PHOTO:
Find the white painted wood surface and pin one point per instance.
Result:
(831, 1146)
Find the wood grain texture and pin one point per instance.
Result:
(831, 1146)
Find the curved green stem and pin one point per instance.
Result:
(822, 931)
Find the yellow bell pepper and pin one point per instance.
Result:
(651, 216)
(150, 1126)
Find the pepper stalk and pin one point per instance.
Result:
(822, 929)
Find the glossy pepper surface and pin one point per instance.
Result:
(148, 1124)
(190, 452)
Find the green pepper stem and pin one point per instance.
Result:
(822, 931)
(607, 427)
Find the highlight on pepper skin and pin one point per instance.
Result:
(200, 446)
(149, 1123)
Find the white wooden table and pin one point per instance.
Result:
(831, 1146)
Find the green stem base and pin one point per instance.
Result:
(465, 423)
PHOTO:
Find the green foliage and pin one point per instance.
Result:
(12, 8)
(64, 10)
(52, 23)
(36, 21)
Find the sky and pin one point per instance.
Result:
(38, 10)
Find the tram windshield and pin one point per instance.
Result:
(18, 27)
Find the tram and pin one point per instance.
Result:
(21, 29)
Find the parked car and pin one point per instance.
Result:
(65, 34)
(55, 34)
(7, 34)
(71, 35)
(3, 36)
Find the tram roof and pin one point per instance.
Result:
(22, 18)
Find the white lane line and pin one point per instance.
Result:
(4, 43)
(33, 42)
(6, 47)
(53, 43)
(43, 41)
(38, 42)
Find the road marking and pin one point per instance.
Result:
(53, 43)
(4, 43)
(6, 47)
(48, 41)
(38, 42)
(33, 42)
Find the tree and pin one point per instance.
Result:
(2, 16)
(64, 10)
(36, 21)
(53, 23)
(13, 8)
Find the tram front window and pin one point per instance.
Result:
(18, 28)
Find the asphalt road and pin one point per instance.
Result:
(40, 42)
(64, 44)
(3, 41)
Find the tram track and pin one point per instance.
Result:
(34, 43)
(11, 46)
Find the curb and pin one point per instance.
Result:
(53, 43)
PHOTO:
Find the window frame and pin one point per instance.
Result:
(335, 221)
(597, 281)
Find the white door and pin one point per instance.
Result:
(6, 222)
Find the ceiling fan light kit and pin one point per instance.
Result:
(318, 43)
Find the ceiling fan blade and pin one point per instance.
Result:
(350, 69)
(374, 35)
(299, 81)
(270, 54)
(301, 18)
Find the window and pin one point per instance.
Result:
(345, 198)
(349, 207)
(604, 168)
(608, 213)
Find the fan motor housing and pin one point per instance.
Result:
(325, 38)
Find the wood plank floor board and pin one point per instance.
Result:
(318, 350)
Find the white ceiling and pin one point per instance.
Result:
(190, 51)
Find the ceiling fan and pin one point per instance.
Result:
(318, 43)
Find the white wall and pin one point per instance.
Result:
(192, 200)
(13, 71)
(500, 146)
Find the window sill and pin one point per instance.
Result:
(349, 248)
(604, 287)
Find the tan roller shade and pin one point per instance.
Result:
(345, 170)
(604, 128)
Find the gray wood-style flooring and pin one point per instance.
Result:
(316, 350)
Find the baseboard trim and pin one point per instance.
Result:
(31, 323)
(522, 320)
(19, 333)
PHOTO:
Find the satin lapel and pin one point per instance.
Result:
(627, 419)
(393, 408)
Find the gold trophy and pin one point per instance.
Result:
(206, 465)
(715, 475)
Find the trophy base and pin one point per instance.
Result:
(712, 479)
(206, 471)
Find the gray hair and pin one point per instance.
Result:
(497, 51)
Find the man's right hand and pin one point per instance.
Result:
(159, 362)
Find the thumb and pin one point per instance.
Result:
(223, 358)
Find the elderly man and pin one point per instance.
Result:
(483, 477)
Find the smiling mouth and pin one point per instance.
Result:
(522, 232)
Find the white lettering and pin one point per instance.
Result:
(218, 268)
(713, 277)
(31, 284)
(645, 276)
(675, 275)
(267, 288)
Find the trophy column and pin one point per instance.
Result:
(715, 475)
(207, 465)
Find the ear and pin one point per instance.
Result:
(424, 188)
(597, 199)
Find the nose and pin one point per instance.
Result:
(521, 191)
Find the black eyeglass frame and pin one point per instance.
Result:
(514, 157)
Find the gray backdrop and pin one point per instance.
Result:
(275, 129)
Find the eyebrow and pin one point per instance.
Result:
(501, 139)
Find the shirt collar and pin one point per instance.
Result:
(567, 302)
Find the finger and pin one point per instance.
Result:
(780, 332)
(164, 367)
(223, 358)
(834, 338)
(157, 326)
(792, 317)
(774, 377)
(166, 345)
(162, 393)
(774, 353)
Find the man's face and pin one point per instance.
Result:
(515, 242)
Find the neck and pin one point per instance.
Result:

★ ★ ★ ★ ★

→ Work to do:
Reproduce all the records precisely.

→ Exercise answer:
PHOTO:
Find the white painted wood surface and pin one point per instance.
Result:
(831, 1146)
Find the wood grain texture and pin one point per instance.
Result:
(831, 1146)
Find the curved green stem and pin one point per instance.
Result:
(822, 931)
Find the yellow bell pepper and pin one point per instance.
Result:
(651, 216)
(150, 1126)
Find the pepper stalk and pin one point per instance.
Result:
(822, 929)
Find the glossy pepper surface and pin one point per instance.
Result:
(148, 1124)
(190, 452)
Find the green pepper stem and pin one point per instance.
Result:
(822, 931)
(607, 427)
Find the highlight on pepper skin and pin one point per instance.
Result:
(200, 446)
(149, 1123)
Find the white wooden table and pin one point per instance.
Result:
(831, 1146)
Find the green stem base and pin one point per instance.
Result:
(465, 423)
PHOTO:
Find the green foliage and pin one point per instance.
Result:
(12, 8)
(64, 10)
(52, 23)
(36, 21)
Find the sky and pin one point per instance.
Result:
(38, 10)
Find the tram windshield and pin one point per instance.
Result:
(18, 27)
Find the tram and pin one point per instance.
Result:
(21, 29)
Find the parked car and pin one point per instance.
Result:
(65, 34)
(55, 34)
(7, 34)
(71, 35)
(3, 36)
Find the tram roof and pin one point per instance.
Result:
(22, 18)
Find the white lane line and pin one point per instance.
Result:
(4, 43)
(33, 42)
(6, 47)
(53, 43)
(43, 41)
(38, 42)
Find the road marking and pin one point per instance.
Result:
(53, 43)
(4, 43)
(6, 47)
(48, 41)
(38, 42)
(33, 42)
Find the tree and pin one point per instance.
Result:
(2, 16)
(64, 10)
(36, 21)
(53, 23)
(13, 8)
Find the tram front window and pin one point per instance.
Result:
(18, 28)
Find the asphalt road and pin one point per instance.
Result:
(40, 42)
(64, 44)
(3, 41)
Find the tram track and pin one point per instance.
Result:
(34, 43)
(11, 46)
Find the curb and pin one point per instance.
Result:
(53, 43)
PHOTO:
Find the window frame and pin one point per instance.
Result:
(335, 221)
(597, 281)
Find the white door and pin one point per instance.
Result:
(6, 222)
Find the ceiling fan light kit and pin one point per instance.
Result:
(318, 43)
Find the ceiling fan blade and pin one point per instance.
Result:
(350, 69)
(374, 35)
(299, 81)
(270, 54)
(301, 18)
Find the window and pin one point per instance.
Result:
(345, 198)
(349, 207)
(604, 168)
(608, 213)
Find the fan motor housing and pin one point per instance.
Result:
(325, 38)
Find the wood plank floor board and pin one point per instance.
Result:
(318, 350)
Find the white ceiling and pin one point per instance.
Result:
(190, 51)
Find the ceiling fan and pin one point per instance.
Result:
(318, 43)
Find the white wall and pin one point per instance.
Result:
(192, 200)
(13, 71)
(500, 146)
Find the window sill and pin one point per instance.
Result:
(349, 248)
(604, 287)
Find the tan roller shade and pin one point per instance.
Result:
(345, 170)
(604, 128)
Find the gray wood-style flooring and pin one point per instance.
Result:
(316, 350)
Find the baseboard trim and pin one point per instance.
Result:
(31, 323)
(522, 320)
(19, 333)
PHOTO:
Find the satin lapel and pin one point per instance.
Result:
(627, 419)
(393, 408)
Find the gold trophy and pin one point per instance.
Result:
(206, 465)
(715, 475)
Find the trophy base and pin one point per instance.
Result:
(712, 479)
(206, 471)
Find the gray hair and pin one point per instance.
Result:
(497, 51)
Find the man's right hand and pin one point per instance.
Result:
(159, 362)
Find the thumb and pin one point per instance.
Result:
(223, 358)
Find the elderly man and pin one point per instance.
Result:
(483, 477)
Find the smiling mouth and pin one point per instance.
Result:
(522, 232)
Find the white lettering and pin one point per instance.
Result:
(218, 268)
(713, 277)
(31, 284)
(645, 276)
(675, 275)
(267, 288)
Find the trophy column and pin one point per instance.
Result:
(715, 475)
(207, 465)
Find the ear and pin one point per instance.
Result:
(424, 188)
(597, 199)
Find the nose and pin one point per instance.
Result:
(521, 191)
Find the black eyeglass frame and pin one point per instance.
Result:
(514, 157)
Find the gray backdrop and pin one point per instance.
Result:
(275, 129)
Find the eyebrow and pin one point per instance.
Result:
(501, 139)
Find the shirt collar and pin one point per instance.
Result:
(567, 302)
Find the finger and pin one point per instance.
Result:
(780, 332)
(164, 367)
(223, 358)
(834, 338)
(157, 326)
(792, 317)
(774, 377)
(166, 345)
(162, 393)
(774, 353)
Find the man's face and pin one point per instance.
Result:
(515, 242)
Find the neck and pin one point per instance.
Result:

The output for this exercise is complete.